▶ WHAT THIS EXERCISE ASKS
(a) Reproduce word for word the part of the text on Kamala Harris's campaign launch that begins at the words "Kamala Harris has" and stops after the words "public address system.".
(b) According to the text on Kamala Harris's campaign launch, who does not know the answer until the first words of the first speech ring out?

Kamala Harris has what it takes to fill a big political stage. During Sunday’s announcement of her 2020 presidential run, the California senator looked very much like a political contender who belongs in the big leagues.

It’s always a great unknown leading up to such events whether a particular politician has the charisma to carry off the successful launch of a presidential campaign. Whether that certain someone has what it takes to step up to a microphone, heart pounding, and seize the moment. All this while tens of thousands of supporters hang on every word and a ravenous political world lurches forward, ready to pass savage judgment: Is this a pathetic political pretender or the Next Great Hope? To policy wizards, pundits and most candidates themselves, the answer is unknown until the first words of that first speech begin ringing out of the forum’s public address system.

Harris’s introductory remarks were predictable enough for a progressive Democratic candidate seeking the party’s nomination in what may prove to be the most crowded political field in U.S. history. The content of her Oakland speech did little to differentiate her worldview from those of the dozens of other progressive politicians eyeing a nomination that will move its winner within close reach of the White House.

▶ DATA RECORDS

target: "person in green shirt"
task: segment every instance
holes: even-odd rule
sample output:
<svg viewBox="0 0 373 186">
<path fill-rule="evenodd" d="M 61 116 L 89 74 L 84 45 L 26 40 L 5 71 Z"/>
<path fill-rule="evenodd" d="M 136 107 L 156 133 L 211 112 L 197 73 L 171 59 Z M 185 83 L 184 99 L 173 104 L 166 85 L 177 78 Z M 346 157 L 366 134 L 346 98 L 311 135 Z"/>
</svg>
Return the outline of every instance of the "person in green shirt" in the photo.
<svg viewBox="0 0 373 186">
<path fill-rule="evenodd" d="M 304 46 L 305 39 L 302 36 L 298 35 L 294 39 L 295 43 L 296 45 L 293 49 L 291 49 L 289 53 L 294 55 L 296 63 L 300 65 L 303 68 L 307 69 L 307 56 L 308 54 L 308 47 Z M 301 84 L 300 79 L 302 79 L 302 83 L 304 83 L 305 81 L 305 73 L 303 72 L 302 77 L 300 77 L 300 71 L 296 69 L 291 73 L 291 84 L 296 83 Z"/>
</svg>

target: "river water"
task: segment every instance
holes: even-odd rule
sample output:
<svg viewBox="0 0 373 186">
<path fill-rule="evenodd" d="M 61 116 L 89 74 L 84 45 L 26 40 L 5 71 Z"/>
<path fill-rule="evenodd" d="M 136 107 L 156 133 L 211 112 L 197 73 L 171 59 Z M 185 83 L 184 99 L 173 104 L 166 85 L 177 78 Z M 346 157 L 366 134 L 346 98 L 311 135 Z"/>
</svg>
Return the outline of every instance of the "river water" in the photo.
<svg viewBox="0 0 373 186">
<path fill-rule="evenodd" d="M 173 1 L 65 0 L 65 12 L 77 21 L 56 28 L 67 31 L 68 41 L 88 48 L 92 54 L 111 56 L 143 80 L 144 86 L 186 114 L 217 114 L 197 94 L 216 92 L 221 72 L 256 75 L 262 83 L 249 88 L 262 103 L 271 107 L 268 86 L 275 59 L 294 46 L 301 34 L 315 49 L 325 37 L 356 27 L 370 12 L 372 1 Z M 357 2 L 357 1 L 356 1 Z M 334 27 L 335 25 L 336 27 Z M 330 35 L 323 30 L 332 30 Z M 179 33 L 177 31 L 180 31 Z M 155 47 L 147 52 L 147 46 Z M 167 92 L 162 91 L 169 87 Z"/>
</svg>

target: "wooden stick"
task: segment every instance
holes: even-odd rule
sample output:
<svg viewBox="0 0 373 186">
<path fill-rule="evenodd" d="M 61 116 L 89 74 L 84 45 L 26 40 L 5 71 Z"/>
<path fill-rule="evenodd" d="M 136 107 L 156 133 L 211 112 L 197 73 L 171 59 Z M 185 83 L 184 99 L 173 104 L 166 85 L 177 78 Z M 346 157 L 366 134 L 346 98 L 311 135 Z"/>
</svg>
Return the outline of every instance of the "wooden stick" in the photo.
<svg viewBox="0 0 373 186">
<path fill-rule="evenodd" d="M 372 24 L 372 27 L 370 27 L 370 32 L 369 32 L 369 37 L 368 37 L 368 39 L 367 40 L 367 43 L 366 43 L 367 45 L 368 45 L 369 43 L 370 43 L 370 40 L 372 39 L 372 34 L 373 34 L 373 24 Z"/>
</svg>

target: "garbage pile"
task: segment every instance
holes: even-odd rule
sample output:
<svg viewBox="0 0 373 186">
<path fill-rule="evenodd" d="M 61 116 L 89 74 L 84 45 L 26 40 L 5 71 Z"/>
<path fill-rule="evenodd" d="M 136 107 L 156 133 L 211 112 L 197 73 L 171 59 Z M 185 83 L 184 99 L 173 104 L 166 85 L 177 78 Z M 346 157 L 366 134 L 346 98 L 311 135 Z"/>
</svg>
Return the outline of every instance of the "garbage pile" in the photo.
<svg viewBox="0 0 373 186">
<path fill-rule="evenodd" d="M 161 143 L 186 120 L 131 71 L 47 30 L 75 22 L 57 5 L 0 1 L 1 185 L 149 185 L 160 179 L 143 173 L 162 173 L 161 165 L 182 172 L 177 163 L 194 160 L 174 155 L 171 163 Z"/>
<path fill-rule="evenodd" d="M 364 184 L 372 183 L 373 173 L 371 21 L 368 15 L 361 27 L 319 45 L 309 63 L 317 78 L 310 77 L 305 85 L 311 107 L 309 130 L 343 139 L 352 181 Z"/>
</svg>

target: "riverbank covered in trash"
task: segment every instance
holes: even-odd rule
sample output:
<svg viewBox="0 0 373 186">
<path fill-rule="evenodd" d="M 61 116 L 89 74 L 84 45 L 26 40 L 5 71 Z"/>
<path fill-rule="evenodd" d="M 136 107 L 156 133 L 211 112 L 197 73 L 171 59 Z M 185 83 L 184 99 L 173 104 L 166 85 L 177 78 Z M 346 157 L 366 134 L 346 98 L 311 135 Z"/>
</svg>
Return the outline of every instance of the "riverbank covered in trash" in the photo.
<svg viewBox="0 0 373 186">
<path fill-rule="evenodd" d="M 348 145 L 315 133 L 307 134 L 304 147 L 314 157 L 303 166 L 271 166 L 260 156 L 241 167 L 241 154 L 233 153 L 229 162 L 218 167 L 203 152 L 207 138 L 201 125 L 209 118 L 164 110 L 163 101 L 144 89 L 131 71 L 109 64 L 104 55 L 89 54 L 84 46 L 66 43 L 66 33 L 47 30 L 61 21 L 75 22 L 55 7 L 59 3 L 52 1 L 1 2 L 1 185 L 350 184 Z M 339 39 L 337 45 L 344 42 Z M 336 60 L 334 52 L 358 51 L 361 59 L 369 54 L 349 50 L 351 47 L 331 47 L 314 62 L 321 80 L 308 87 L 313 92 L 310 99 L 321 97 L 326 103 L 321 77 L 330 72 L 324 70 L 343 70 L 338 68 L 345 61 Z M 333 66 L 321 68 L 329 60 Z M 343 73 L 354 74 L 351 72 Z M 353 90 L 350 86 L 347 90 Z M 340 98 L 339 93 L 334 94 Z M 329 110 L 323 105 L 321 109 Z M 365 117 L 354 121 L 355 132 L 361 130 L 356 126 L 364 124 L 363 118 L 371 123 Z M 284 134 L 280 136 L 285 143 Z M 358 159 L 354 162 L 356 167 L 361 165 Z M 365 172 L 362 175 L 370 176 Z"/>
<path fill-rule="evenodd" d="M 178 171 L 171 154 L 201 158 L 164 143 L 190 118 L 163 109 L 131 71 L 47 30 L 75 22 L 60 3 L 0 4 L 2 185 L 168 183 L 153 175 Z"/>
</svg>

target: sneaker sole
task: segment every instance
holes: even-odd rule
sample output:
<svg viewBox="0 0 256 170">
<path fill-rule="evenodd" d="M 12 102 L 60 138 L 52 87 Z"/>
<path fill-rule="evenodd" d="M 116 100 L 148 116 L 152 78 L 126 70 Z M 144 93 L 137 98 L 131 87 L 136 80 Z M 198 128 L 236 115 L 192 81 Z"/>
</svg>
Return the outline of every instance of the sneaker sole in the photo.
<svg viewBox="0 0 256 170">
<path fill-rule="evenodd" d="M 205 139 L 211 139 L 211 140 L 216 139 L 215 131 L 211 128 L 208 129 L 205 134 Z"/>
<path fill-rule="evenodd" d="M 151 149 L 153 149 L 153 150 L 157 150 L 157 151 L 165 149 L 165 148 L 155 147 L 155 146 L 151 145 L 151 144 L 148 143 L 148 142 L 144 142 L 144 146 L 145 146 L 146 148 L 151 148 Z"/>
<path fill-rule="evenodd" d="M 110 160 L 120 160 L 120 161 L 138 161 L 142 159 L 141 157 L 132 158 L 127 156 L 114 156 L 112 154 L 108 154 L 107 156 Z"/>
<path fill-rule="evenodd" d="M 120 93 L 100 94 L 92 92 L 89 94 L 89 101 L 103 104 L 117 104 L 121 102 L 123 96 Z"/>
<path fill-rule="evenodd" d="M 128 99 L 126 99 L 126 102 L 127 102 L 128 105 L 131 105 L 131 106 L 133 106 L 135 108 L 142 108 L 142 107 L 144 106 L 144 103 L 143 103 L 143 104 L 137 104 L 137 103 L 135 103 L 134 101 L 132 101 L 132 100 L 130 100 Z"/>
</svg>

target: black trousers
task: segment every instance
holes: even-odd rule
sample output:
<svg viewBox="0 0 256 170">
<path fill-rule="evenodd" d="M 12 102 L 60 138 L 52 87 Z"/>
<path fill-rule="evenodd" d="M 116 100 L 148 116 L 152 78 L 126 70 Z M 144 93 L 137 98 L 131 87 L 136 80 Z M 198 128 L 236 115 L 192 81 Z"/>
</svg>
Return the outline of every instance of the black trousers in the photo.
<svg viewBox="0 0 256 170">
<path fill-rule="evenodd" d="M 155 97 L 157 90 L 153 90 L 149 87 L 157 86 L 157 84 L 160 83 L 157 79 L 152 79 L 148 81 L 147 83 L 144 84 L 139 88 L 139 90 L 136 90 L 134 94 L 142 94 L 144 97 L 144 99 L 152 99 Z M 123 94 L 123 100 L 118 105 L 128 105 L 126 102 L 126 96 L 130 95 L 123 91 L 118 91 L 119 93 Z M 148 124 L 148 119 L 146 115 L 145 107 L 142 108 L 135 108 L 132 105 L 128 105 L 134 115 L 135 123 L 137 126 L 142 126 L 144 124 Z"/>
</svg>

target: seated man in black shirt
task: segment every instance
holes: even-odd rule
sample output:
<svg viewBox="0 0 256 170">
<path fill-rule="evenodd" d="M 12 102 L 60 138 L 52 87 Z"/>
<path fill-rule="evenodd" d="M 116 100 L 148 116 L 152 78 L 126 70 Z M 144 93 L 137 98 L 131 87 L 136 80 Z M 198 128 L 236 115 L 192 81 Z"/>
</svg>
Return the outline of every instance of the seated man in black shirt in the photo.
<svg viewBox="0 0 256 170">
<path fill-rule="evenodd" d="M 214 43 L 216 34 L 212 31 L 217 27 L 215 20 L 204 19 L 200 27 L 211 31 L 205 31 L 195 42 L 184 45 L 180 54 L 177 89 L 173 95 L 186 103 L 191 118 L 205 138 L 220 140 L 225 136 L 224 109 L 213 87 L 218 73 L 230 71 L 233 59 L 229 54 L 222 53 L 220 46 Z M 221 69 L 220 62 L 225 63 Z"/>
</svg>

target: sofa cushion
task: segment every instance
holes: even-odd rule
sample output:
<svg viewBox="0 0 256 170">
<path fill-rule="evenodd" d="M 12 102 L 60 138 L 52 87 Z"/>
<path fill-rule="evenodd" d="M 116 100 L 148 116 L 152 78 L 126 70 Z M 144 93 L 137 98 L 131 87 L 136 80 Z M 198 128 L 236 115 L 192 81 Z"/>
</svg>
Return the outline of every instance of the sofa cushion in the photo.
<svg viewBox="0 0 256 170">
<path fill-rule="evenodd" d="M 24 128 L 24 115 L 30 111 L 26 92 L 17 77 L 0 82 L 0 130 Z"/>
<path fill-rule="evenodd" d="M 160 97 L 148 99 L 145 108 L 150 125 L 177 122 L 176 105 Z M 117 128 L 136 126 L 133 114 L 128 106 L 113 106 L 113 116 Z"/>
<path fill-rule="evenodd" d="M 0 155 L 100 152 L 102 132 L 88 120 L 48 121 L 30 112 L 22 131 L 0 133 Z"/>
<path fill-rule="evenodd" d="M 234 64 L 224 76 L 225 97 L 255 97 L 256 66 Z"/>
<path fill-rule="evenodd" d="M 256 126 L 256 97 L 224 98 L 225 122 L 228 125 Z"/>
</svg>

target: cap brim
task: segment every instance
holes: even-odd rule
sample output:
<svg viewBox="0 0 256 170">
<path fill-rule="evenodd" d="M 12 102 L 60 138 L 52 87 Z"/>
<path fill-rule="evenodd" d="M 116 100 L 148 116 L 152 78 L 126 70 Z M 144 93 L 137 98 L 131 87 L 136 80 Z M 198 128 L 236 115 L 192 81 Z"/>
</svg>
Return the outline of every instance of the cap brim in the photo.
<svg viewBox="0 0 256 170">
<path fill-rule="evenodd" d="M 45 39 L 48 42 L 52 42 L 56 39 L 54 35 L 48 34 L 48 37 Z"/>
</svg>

▶ ANSWERS
(a)
Kamala Harris has what it takes to fill a big political stage. During Sunday’s announcement of her 2020 presidential run, the California senator looked very much like a political contender who belongs in the big leagues.

It’s always a great unknown leading up to such events whether a particular politician has the charisma to carry off the successful launch of a presidential campaign. Whether that certain someone has what it takes to step up to a microphone, heart pounding, and seize the moment. All this while tens of thousands of supporters hang on every word and a ravenous political world lurches forward, ready to pass savage judgment: Is this a pathetic political pretender or the Next Great Hope? To policy wizards, pundits and most candidates themselves, the answer is unknown until the first words of that first speech begin ringing out of the forum’s public address system.

(b) Policy wizards, pundits and most candidates themselves.